SELECTED EXTRACT =
▼
Electroencephalogram (EEG) is widely used for monitoring, diagnosis purposes and also for study of brains physiological, mental and functional abnormalities. EEG is known to be a high-dimensional signal in which processing of information by the brain is reected in dynamical changes of the electrical activity in time, frequency, and space. EEG signal processing tends to describe and quantify these variations into functions with known spatio-temporal-spectral properties or at least easier to characterize. Multi-channel EEG recordings naturally include multiple modes. Matrix analysis, via stacking or concatenating other modes with the retained two modes, has been extensively used to represent and analyze the EEG data. On the other hand, Multi-way (tensor) analysis techniques keep the structure of the data, and by analyzing more dimensions simultaneously, summarize the data into more interpretable components.
This work presents a generalized multi-way array analysis methodology in pattern classification systems as related to source separation and discriminant feature selection in EEG signal processing problems. Analysis of ERPs, as one of the main categories of EEG signals, requires systems that can exploit the variation of the signals in different contextual domains in order to reveal the hidden structures in the data.
▲
APPLY WHAT YOU READ =
a) In one to three sentences, explain why the passage on EEG analysis presents multi-way (tensor) techniques as an alternative to matrix analysis.
b) Reproduce the section of the passage on EEG analysis that begins with the words containing "This work presents" and ends with "in the data.".

GIVEN RECORDS =
▼
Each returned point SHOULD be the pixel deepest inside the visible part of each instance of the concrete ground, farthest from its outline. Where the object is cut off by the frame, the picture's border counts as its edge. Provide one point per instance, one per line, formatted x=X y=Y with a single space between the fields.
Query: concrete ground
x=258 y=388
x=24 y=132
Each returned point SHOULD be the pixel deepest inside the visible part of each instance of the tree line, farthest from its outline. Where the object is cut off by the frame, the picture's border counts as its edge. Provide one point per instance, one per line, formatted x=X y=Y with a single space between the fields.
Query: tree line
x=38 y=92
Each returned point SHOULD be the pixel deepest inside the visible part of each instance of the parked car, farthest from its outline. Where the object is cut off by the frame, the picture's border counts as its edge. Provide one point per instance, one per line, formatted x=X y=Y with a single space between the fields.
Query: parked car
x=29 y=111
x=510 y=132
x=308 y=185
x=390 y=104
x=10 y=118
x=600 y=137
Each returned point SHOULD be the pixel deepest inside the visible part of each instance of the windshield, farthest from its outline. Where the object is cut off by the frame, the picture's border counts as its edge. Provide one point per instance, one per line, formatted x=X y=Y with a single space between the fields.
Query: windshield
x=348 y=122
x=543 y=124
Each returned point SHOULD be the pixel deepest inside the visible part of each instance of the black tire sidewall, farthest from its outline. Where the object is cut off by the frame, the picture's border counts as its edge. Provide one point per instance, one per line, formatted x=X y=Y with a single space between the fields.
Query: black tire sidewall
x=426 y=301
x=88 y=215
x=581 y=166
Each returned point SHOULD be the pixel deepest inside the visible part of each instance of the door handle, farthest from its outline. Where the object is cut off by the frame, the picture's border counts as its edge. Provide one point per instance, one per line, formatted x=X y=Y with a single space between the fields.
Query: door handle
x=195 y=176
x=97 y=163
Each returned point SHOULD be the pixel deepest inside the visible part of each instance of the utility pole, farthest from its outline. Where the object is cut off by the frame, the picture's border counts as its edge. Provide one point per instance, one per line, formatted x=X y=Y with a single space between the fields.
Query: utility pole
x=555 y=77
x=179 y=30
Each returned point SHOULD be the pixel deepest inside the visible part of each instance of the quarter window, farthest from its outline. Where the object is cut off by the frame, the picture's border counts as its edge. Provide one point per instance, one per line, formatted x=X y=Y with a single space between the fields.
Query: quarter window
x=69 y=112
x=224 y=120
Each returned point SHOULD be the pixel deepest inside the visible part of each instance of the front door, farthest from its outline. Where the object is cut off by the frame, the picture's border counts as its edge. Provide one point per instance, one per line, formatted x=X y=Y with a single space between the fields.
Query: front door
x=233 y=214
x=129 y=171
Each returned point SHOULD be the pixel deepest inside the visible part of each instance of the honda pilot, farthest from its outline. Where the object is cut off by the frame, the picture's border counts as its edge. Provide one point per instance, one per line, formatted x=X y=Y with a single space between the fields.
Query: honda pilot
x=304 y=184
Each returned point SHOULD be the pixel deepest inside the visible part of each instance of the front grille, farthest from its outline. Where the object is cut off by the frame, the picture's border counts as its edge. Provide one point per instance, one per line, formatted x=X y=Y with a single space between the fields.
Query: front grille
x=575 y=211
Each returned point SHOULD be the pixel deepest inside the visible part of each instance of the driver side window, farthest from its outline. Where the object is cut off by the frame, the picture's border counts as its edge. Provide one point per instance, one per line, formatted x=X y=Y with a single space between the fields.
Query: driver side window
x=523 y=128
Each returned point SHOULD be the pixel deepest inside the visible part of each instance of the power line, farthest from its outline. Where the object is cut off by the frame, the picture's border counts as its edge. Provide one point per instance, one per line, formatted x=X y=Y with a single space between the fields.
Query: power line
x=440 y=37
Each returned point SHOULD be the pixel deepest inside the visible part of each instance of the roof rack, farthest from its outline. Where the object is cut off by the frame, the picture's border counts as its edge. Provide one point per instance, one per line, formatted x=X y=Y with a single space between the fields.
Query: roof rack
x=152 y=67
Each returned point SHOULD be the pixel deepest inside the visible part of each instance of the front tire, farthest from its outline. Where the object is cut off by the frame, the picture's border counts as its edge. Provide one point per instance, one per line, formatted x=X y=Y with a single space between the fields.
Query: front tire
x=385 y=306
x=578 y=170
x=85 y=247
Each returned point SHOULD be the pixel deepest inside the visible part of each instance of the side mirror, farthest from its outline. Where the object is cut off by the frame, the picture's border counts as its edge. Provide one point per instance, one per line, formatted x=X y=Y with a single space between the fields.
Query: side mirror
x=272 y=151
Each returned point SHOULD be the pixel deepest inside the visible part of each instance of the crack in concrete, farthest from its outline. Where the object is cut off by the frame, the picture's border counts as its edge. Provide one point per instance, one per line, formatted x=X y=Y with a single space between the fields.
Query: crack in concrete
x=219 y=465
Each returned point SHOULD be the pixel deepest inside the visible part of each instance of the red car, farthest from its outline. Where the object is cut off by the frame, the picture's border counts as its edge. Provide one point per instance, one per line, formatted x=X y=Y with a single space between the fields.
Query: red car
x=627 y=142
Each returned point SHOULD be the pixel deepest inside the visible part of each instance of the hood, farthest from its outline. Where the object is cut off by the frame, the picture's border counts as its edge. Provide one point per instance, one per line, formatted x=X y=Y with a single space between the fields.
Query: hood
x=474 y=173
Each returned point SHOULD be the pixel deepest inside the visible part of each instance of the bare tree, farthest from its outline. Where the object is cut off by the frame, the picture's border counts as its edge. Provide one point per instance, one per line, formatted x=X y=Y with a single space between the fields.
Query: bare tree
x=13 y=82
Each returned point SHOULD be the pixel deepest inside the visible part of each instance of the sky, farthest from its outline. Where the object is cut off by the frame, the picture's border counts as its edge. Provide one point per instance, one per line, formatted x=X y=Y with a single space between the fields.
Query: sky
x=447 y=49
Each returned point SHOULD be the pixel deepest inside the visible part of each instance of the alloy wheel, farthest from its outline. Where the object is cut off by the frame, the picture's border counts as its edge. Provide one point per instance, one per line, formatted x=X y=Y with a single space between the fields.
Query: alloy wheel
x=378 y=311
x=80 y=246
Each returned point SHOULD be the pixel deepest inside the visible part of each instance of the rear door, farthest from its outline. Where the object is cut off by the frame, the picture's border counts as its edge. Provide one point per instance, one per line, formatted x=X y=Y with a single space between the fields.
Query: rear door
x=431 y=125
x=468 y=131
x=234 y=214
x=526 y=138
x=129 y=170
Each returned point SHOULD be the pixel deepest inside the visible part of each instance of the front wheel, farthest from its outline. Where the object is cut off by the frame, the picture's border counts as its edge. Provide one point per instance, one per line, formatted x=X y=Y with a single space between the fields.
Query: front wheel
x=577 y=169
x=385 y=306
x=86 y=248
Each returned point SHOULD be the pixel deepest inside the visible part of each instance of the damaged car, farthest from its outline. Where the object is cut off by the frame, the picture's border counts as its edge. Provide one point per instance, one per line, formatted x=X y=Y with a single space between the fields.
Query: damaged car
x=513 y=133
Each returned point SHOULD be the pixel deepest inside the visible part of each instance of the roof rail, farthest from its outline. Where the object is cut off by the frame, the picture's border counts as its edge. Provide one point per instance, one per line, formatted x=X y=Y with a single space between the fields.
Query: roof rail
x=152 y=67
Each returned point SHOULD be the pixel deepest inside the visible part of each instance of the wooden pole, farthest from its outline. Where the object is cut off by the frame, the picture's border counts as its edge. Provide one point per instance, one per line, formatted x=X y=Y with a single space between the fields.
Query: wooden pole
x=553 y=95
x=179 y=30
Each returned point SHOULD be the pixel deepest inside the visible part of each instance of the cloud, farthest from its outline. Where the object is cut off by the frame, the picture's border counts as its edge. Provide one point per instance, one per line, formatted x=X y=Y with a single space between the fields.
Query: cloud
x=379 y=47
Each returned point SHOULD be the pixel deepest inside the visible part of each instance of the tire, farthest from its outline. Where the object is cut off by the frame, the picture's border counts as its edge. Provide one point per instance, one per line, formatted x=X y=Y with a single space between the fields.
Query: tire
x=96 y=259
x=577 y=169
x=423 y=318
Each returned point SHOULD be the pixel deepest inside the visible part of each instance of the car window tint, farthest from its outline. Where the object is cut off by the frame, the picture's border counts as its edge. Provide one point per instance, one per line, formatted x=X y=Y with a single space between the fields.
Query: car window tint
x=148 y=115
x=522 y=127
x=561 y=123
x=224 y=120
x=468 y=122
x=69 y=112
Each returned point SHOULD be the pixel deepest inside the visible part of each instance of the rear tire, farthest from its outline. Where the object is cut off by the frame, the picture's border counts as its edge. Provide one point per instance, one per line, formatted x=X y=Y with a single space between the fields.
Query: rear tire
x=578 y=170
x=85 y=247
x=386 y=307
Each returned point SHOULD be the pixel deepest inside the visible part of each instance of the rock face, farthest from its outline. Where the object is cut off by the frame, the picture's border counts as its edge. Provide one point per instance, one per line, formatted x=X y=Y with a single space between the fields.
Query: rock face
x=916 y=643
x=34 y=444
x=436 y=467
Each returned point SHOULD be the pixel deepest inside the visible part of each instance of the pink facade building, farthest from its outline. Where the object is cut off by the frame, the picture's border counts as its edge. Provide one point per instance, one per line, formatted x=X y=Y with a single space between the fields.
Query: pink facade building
▲
REPLIES =
a) Matrix analysis represents multi-channel EEG data by stacking or concatenating the other modes with the two modes it retains. Multi-way (tensor) techniques keep the structure of the data. Because they analyze more dimensions simultaneously, they summarize the data into more interpretable components.

b)
This work presents a generalized multi-way array analysis methodology in pattern classification systems as related to source separation and discriminant feature selection in EEG signal processing problems. Analysis of ERPs, as one of the main categories of EEG signals, requires systems that can exploit the variation of the signals in different contextual domains in order to reveal the hidden structures in the data.